§ **The exercise**
Quote all of the data below word for word, leaving out the picture.

--

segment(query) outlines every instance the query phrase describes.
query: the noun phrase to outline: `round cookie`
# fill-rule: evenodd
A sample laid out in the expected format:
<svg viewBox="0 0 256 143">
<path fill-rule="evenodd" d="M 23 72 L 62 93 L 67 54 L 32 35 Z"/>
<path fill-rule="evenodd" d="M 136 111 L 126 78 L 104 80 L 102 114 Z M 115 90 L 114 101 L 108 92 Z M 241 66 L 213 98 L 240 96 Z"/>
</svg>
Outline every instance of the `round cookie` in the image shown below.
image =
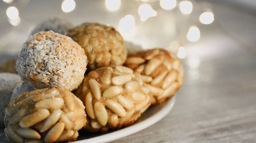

--

§ **Correct response**
segment(query) outlines every instance the query phrase describes.
query: the noun phrase to outline: `round cookie`
# fill-rule: evenodd
A sample laid out in the expected format:
<svg viewBox="0 0 256 143">
<path fill-rule="evenodd" d="M 23 72 L 62 93 L 67 54 L 32 35 Z"/>
<path fill-rule="evenodd" d="M 136 111 L 126 78 L 104 80 L 102 114 Z M 115 90 L 114 101 L 108 92 Z M 241 66 L 213 98 L 240 96 Z"/>
</svg>
Outline every instance of the `round cookie` in the image shown below.
image =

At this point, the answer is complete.